» **Page text**

------------------------------------------------------------------------

I've also been unsuccessful in trying to refute that it is a basis.
Any ideas either way?
A related post that may be helpful (but didn't help me) is this.
Let $f:(0,1) \rightarrow \mathbb{R}$ and $\frac{e^{i\pi x/2}}{2} g(x)$ its even extension on $(-1,1)$. Then $g(x)$ is some complex function on $(-1,1)$ which can be expanded as $$g(x)=\sum_{n=-\infty}^\infty c_n e^{i\pi n x} \,.$$ The eveness requires $$\frac{e^{-i\pi x/2}}{2} \, g(-x) = \frac{e^{i\pi x/2}}{2} \, g(x)$$ which after some algebra gives $$c_n = c_{-n-1} \quad n=0,1,2,...\,.$$ Finally $$\frac{e^{i\pi x/2}}{2} \, g(x)= \frac12 \sum_{n=-\infty}^\infty c_n e^{i\pi x(n+1/2)}= \frac12 \left( \sum_{n=-\infty}^{-1} + \sum_{n=0}^\infty \right) c_n e^{i\pi x(n+1/2)} \\ =\frac12 \sum_{n=0}^\infty c_{-n-1} e^{-i\pi x(n+1/2)} + \frac12 \sum_{n=0}^\infty c_n e^{i\pi x(n+1/2)} = \sum_{n=0}^\infty c_n \cos(\pi x (n+1/2)) \, .$$

------------------------------------------------------------------------

» **Collected data**
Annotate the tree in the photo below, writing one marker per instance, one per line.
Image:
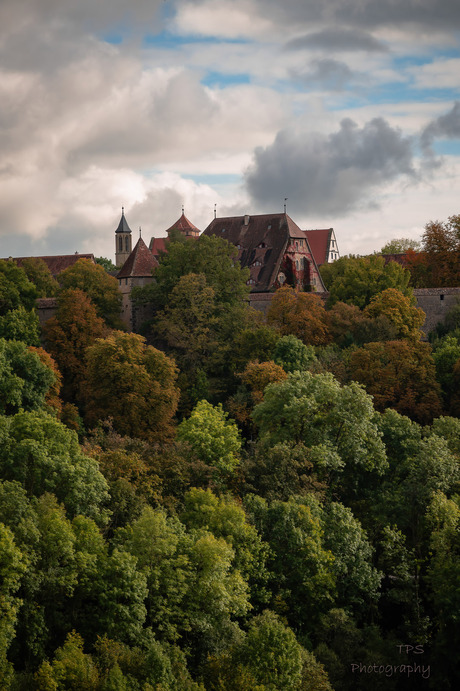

------------------------------------------------------------------------

» **What is expected**
In the page text, what relation among the coefficients c_n follows from the evenness condition?

» **The output**
c_n = c_{-n-1} for n = 0, 1, 2, ...